(DATA TO USE Opens)

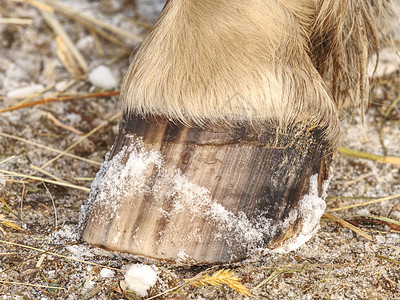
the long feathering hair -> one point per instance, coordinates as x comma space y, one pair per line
247, 62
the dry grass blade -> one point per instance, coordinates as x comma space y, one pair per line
76, 15
379, 158
34, 285
57, 123
65, 184
347, 225
9, 208
11, 225
220, 277
60, 255
384, 219
59, 31
16, 21
364, 203
44, 147
48, 100
117, 115
388, 259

(DATA TO USE Closes)

__EXERCISE REQUIREMENTS__.
Would you write each entry out again exactly, omitting the images?

__YOUR SOLUTION__.
the long feathering hair -> one point per instance, coordinates as x comma space y, one pair per line
247, 62
the dry grass blade -> one point per instance, coordinates as x comma space y, one pair per line
76, 15
379, 158
34, 285
57, 123
65, 184
347, 225
9, 208
11, 225
220, 277
60, 255
384, 219
59, 31
16, 21
364, 203
44, 147
48, 100
117, 115
388, 259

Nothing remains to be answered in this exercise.